Count the lines in the records below that contain the string "metal", treating case as significant. Reply with the number alone.

· · · · ·

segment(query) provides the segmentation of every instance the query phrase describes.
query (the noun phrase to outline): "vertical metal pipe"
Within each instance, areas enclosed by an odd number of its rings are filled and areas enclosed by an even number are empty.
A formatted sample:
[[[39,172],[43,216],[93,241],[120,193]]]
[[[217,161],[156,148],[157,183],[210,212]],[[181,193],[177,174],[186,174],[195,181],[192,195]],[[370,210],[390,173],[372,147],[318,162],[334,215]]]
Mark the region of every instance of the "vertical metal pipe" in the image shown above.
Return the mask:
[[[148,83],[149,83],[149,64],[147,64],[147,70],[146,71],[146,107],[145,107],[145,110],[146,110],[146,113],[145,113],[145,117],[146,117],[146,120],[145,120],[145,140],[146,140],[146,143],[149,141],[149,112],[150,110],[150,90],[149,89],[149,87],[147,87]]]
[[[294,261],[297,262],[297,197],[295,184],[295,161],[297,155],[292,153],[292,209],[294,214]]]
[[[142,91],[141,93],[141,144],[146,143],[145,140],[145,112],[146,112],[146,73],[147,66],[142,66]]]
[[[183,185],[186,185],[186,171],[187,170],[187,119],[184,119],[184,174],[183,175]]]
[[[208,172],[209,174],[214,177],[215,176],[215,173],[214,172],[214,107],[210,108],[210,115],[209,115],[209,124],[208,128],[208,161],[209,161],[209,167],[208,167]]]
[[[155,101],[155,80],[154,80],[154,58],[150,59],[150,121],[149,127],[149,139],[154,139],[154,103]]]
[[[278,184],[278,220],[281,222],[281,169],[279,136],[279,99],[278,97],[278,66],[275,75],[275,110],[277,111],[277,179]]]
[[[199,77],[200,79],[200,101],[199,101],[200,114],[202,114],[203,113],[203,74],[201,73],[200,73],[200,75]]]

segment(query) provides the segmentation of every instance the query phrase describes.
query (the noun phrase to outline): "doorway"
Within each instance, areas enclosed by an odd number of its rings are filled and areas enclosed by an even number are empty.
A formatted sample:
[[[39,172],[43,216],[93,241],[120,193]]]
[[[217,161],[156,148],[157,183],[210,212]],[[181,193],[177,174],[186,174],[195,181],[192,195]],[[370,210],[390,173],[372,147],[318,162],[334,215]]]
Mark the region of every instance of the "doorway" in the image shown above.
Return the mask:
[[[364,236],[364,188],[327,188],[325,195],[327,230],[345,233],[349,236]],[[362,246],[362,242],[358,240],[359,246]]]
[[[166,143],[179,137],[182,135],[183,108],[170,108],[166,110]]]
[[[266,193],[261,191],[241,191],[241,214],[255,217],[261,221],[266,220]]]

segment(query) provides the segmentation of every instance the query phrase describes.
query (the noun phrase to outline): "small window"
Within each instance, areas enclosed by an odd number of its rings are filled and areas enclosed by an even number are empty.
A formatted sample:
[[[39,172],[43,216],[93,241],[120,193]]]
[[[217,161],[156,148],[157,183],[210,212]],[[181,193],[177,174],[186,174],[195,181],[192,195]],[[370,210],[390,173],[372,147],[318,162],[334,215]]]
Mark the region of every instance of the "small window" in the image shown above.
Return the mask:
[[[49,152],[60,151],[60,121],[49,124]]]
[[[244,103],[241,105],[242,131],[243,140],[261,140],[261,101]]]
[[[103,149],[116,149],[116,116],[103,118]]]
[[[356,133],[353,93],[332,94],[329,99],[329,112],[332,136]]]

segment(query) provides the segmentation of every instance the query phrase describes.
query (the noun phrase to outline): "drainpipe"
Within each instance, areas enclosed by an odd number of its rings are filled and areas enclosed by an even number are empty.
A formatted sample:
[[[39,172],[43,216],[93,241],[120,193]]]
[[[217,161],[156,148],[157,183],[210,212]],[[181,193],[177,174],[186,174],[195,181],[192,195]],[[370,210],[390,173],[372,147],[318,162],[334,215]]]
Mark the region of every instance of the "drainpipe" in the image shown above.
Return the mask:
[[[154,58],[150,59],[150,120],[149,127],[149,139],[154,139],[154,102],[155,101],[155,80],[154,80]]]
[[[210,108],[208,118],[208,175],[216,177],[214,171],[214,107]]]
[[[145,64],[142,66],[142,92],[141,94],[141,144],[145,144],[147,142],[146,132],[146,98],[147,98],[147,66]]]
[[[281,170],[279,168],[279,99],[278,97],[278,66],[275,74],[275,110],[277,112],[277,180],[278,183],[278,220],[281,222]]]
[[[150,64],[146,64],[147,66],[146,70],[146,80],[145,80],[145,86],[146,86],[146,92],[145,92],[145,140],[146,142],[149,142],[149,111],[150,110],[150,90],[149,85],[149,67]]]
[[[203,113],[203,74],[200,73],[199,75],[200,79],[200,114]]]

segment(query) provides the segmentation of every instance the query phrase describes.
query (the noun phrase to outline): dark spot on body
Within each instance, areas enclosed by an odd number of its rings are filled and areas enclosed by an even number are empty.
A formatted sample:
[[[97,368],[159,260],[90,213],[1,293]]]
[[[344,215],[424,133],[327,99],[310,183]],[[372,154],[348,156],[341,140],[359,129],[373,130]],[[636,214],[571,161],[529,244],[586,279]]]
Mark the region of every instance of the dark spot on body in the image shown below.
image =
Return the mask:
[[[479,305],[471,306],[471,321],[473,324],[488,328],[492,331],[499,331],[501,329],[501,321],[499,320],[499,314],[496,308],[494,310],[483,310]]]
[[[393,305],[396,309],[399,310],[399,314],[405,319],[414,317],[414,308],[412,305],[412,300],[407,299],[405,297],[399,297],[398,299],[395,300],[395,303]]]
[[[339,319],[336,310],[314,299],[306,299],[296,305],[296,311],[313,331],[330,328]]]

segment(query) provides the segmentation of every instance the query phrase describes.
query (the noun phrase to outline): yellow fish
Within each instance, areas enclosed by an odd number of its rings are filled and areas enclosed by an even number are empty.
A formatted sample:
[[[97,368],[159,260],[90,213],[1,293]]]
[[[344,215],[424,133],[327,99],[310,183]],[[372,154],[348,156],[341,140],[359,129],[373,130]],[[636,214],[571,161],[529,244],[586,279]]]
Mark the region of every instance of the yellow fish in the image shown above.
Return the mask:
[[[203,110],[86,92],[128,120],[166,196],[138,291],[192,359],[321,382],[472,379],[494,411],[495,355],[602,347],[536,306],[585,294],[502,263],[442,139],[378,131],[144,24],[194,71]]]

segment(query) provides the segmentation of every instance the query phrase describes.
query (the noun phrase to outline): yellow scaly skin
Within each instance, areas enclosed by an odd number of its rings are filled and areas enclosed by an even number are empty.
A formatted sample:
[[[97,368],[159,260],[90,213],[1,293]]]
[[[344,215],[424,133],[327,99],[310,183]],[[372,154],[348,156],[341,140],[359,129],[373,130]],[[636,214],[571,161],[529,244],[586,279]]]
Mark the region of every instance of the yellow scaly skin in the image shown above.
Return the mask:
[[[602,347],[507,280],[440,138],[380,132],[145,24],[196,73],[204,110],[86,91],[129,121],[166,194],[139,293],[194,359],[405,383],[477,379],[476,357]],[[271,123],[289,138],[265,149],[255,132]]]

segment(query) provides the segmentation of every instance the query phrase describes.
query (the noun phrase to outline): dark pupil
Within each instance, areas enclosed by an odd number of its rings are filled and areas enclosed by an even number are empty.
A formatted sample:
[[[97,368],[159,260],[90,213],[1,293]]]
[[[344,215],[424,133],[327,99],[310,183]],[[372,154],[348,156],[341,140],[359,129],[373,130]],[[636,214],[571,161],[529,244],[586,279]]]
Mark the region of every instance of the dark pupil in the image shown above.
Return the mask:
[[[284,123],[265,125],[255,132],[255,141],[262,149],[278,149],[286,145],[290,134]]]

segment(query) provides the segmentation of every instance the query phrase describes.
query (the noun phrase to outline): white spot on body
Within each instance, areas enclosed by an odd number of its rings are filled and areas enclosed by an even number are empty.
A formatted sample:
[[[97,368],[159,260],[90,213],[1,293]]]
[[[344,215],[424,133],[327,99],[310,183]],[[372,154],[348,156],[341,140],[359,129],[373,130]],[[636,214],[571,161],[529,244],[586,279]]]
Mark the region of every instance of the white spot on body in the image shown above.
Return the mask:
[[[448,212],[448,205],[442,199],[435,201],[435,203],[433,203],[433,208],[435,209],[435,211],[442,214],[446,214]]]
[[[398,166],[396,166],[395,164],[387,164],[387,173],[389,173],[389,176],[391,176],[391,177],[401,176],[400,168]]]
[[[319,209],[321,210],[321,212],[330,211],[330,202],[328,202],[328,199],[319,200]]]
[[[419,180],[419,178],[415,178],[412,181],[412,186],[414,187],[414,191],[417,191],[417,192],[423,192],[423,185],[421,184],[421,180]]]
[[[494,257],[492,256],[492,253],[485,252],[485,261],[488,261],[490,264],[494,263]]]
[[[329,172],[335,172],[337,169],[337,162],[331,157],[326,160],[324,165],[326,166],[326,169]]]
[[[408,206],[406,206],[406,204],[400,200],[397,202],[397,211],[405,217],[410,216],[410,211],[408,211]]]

· · · · ·

• [RESULT]
2